→ **Check your understanding**
1. Reproduce word for word the part of the Combermere Abbey wartime school passage between "One pupil became" and "shillings a week.", inclusive.
2. Resume the account of the wartime school at Combermere Abbey, picking up right after its final sentence.

BEGIN Passage to read

While Sir Kenneth seemed to relish the occupation of his home by the school, and stayed on in the Abbey, Lady Crossley was less welcoming. She moved out completely and spent the war years living in one of the estate cottages (which had been re-decorated and exquisitely furnished for her). She did invite her favourite girls in for afternoon tea though, which was considered a great honour. Lady Crossley had bowls of flowers on low tables, and the girls were delighted to hear her Ladyship’s Portuguese parrot swearing in its native tongue. Jean MacKay (nee Meakins) says that at one of these teas Lady Crossley assured her that Sir Kenneth loved his cows more than he did her.

Comb school 003  Lady Crossley on the estate, again photographed by Marion Walter.

There seems to have been about eight teachers at Combermere, two of whom were refugees. One, Miss Venn-Walters, had fled from France just ahead of the invading Germans. It was said that while at the Abbey she communicated with the Resistance in France, and with secret agents in Algiers. Another teacher was Mrs Clement-Davies, who had been sent back to Britain by her husband to escape the Japanese. Her husband was missing, she had a young son at school in Wales, and her daughter was with her at Combermere. Another teacher who had children with her at the Abbey was Mrs Littler. She was the daughter of a baronet, and her son and daughter, Jim and Mary, boarded at the Abbey and were taught there (there was always a small number of boys among the girls). Mrs Littler’s husband was a doctor in an area of Manchester considered too dangerous for families.

untitled2The headmistress, Miss Reeves (on right) with Miss Russell-Leonard (Marion Walter): Both looking very glamorous despite the war.

One pupil became a teacher: Marion Walter, who had come to Britain as a Jewish refugee on the Kindertransport scheme took and passed her School Certificate in December 1944, and left  the school. That Christmas however, Mrs Littler, who was the maths teacher, unexpectedly left her post. Miss Reeves did not think she could find a qualified maths teacher in the middle of the war – nor in the middle of winter – so because Marion was good at maths, Miss Reeves asked her  to come  back  and teach the subject to the older students. She did this until the war ended, on a salary of ten shillings a week.

END Passage to read
BEGIN Source data

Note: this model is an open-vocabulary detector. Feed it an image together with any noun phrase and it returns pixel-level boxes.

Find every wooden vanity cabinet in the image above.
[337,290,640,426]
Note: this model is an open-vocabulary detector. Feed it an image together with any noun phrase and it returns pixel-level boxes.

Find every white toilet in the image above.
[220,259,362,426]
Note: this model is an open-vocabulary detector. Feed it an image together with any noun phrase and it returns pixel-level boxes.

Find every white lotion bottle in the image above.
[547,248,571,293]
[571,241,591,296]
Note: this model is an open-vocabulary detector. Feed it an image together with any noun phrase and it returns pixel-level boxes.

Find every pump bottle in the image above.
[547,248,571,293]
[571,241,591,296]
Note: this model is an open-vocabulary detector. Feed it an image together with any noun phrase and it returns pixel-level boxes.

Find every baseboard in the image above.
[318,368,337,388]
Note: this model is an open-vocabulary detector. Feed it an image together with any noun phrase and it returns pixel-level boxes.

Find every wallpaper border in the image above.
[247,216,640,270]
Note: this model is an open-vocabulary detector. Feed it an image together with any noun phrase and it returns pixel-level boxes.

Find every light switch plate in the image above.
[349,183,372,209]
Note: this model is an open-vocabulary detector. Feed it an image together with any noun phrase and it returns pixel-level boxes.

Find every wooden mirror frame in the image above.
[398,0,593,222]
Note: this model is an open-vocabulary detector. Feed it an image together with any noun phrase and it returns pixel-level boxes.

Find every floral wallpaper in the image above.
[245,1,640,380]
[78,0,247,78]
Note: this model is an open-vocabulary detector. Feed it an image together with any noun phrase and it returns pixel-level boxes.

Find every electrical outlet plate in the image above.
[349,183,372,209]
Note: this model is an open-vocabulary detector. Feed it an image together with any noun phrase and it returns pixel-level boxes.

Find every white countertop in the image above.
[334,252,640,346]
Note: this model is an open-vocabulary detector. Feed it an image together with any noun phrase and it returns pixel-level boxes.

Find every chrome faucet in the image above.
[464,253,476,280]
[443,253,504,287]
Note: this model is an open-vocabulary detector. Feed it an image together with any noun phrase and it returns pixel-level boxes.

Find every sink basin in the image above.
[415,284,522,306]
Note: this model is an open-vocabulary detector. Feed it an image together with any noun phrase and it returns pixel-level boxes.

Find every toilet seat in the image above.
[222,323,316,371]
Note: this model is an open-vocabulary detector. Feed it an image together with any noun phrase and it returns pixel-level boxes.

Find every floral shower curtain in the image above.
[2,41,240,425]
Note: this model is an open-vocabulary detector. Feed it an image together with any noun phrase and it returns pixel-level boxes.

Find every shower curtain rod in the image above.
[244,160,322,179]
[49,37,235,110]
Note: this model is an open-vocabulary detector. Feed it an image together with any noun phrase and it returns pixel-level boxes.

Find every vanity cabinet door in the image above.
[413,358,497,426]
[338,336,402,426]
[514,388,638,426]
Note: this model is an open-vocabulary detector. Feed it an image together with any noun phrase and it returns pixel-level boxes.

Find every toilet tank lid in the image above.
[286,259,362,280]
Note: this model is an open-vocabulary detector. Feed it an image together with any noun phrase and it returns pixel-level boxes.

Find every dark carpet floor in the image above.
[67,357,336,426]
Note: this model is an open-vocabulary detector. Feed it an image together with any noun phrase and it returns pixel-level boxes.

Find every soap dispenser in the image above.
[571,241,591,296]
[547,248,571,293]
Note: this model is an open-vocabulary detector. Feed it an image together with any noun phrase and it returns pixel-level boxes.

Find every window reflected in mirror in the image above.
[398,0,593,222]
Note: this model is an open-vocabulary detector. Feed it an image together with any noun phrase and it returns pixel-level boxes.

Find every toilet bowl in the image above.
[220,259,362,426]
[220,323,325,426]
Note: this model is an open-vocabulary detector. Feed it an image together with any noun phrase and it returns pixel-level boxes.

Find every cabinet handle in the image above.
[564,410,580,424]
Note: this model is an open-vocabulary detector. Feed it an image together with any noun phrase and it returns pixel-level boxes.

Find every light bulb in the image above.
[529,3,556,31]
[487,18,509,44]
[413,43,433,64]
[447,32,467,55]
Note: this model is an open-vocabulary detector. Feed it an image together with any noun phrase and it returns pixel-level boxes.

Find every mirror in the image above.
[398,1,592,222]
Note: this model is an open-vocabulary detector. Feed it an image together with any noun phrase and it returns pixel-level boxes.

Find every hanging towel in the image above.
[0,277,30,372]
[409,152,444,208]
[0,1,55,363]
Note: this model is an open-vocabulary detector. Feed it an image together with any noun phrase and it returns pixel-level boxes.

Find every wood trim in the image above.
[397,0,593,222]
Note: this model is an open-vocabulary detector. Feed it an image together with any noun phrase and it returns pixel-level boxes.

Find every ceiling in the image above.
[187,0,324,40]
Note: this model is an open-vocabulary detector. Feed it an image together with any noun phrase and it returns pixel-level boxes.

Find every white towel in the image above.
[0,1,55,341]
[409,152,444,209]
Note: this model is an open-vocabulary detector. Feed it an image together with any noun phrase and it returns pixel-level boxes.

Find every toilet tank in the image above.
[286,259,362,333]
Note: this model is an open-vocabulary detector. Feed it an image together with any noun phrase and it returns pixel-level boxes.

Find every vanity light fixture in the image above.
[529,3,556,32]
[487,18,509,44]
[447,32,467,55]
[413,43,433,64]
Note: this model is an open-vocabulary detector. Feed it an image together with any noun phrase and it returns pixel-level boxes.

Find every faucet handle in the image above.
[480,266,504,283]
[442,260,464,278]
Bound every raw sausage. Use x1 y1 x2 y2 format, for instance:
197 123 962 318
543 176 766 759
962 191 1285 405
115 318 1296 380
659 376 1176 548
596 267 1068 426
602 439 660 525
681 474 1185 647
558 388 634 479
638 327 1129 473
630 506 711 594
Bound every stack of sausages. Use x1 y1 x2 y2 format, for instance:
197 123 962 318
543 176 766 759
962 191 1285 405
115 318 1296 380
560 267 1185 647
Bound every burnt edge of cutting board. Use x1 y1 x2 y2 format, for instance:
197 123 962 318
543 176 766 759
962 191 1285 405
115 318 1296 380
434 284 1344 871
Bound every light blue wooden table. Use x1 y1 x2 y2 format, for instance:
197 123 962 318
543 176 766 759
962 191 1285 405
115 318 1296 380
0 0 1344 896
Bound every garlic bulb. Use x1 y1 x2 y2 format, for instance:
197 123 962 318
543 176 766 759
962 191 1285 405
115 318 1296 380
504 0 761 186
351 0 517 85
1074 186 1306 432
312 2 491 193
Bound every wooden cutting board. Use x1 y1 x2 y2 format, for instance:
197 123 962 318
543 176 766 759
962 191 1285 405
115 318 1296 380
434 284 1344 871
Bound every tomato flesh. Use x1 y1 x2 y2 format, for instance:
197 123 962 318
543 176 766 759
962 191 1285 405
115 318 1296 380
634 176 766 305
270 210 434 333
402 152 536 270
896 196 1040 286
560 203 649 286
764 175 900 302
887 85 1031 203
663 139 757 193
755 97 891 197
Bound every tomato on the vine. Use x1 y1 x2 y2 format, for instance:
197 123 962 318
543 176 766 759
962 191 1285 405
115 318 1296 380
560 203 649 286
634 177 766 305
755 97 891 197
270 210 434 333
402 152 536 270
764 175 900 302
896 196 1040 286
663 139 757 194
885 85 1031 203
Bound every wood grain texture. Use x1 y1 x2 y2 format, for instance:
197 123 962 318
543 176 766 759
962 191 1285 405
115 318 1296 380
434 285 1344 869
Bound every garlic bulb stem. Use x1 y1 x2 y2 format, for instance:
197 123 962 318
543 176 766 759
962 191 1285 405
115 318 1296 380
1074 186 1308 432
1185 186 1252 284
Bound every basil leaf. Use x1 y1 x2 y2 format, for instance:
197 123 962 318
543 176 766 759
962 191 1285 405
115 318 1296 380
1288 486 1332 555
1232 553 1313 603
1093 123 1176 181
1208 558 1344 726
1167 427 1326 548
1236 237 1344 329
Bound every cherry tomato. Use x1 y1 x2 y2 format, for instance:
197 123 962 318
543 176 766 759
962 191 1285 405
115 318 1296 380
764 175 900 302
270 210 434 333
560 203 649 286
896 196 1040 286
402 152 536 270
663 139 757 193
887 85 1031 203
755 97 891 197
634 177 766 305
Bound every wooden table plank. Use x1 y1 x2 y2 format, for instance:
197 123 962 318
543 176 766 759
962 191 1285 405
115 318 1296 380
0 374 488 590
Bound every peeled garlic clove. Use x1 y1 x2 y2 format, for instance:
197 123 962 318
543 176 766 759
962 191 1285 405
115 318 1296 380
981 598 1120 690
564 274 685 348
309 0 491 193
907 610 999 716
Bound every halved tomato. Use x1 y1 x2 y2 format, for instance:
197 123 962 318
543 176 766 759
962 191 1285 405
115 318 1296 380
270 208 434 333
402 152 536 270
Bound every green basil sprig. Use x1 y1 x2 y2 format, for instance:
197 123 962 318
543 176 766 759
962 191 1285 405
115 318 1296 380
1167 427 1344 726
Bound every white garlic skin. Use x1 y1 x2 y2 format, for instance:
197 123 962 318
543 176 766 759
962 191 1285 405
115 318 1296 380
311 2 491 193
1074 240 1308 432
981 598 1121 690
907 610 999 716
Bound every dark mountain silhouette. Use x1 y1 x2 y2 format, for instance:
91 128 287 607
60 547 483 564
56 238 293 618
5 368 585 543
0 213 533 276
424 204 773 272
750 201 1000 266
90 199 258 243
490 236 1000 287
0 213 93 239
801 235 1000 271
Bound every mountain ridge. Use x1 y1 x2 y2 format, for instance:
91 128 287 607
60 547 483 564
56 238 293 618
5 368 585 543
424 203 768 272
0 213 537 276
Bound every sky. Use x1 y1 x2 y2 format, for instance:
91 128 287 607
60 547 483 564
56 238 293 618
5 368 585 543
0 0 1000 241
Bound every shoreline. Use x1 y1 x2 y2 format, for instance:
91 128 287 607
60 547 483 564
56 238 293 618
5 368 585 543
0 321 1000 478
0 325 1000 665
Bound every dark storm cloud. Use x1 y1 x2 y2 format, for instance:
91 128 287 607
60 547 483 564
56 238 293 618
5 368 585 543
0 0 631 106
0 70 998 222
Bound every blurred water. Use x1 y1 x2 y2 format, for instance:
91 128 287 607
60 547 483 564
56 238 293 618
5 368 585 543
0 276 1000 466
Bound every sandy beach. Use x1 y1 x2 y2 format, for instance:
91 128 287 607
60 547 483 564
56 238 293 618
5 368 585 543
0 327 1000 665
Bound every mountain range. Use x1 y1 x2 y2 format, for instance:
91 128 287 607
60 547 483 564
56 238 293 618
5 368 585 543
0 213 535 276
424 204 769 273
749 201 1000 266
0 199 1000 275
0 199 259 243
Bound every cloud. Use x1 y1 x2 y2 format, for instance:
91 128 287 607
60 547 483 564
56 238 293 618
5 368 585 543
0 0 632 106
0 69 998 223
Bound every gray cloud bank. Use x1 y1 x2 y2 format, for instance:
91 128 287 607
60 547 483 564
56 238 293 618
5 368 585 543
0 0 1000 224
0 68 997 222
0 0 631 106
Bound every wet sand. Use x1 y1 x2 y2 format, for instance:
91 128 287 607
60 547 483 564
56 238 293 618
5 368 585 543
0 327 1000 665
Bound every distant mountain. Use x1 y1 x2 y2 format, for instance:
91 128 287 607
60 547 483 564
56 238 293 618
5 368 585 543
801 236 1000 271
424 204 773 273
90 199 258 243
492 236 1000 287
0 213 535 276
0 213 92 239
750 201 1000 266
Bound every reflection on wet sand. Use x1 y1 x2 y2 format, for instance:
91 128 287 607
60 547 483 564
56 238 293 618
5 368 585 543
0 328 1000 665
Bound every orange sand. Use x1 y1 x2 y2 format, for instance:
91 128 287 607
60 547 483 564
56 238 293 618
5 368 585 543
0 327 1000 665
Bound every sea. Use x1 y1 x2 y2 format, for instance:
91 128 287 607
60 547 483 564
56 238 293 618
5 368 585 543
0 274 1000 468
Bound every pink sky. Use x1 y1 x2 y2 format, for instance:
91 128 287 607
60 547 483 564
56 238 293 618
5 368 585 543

END Source data

→ **Exercise results**
1.
One pupil became a teacher: Marion Walter, who had come to Britain as a Jewish refugee on the Kindertransport scheme took and passed her School Certificate in December 1944, and left  the school. That Christmas however, Mrs Littler, who was the maths teacher, unexpectedly left her post. Miss Reeves did not think she could find a qualified maths teacher in the middle of the war – nor in the middle of winter – so because Marion was good at maths, Miss Reeves asked her  to come  back  and teach the subject to the older students. She did this until the war ended, on a salary of ten shillings a week.

2.
Marion was allowed to use the staff room, but had to sleep in one of the dormitories with the older girls, her pupils. She also taught nature studies to the younger girls. She remembers sometimes bicycling to Whitchurch on her weekly afternoon off to buy fish and chips. After the war Marion emigrated to the USA and pursued a life-long career in mathematics teaching.

Comb school 1 001Mrs Littler’s son and daughter on the lakeside lawn, to the west of the Abbey.

One day the American Army arrived, but only in small numbers. As part of an educational programme a small group of GIs visited the Abbey, and delighted the girls by photographing everything they saw – and because one of them was a real-life cowboy from Texas.

Despite the small number of privations – the lack of external contact, the beetles in the wellington boots, the brown water that came out of the taps, and the terrible cold of the winter of 1942 – all the teachers and pupils remembered their time at Combermere with great affection. The school returned to Eastbourne when the war came to an end, but for four years the Abbey had provided continuity and safety for them all.